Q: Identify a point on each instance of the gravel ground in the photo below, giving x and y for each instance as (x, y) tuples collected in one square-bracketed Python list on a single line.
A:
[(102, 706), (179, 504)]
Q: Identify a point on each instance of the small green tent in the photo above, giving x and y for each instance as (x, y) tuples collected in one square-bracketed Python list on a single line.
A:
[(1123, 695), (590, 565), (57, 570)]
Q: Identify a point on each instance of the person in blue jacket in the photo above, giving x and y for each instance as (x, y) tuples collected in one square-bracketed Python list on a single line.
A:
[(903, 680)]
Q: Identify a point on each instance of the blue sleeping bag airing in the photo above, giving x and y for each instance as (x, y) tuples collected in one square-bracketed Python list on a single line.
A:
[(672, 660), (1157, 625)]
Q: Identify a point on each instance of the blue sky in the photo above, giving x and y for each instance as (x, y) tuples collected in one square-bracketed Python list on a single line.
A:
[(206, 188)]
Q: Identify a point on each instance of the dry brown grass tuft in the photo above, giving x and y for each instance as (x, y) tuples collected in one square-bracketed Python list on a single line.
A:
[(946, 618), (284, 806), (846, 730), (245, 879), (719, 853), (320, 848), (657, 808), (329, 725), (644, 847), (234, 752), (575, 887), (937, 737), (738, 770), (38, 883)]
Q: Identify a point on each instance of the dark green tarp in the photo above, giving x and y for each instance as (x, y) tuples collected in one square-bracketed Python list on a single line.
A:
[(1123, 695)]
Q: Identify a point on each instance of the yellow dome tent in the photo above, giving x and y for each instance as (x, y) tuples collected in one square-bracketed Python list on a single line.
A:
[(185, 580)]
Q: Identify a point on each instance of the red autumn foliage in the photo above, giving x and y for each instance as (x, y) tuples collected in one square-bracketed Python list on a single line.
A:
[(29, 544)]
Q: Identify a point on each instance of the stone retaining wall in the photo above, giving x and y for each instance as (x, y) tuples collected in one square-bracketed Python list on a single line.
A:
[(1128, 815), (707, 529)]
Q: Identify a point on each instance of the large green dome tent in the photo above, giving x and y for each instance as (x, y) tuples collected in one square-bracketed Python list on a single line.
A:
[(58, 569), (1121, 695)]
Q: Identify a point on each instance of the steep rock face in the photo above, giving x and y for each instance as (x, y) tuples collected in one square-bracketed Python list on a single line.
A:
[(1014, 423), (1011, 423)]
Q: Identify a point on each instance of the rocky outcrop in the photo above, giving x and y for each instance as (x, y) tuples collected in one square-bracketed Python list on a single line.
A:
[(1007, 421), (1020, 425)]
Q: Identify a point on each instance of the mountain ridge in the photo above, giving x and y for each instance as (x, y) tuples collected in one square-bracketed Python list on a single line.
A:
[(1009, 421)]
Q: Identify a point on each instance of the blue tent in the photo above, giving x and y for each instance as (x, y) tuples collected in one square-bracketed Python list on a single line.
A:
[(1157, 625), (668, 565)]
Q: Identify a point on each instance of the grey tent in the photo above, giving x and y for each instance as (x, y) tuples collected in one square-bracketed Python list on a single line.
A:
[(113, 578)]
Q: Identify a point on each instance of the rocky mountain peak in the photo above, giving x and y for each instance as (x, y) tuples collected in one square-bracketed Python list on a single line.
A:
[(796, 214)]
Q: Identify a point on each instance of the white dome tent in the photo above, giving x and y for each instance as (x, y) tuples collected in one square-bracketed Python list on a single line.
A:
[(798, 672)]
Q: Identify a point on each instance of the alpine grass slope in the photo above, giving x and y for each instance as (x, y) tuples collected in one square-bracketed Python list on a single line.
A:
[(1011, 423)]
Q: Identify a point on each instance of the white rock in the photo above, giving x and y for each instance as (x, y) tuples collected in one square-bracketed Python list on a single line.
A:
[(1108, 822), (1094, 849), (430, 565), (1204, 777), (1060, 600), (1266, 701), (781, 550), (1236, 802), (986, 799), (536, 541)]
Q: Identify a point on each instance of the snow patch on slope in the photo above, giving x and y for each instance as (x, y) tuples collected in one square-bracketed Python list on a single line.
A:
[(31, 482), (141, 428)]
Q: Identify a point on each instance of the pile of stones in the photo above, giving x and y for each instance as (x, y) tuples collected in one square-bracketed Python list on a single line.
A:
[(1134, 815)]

====

WORK ORDER ▸ Your answer must be a copy of every line in the data above that holds the string "white".

COMPLETED EXERCISE ▸
Q: Identify a point on each instance of the white dome tent in the photo above, giving x and y for each instance as (x, y) tuples collected in one square-bracketed Python list on a single line.
Q: Identify a point on each instance of the white rock in the photo above, giving x and y for each instance as (x, y) tuples collected in one square-bracketed Python list on a single line.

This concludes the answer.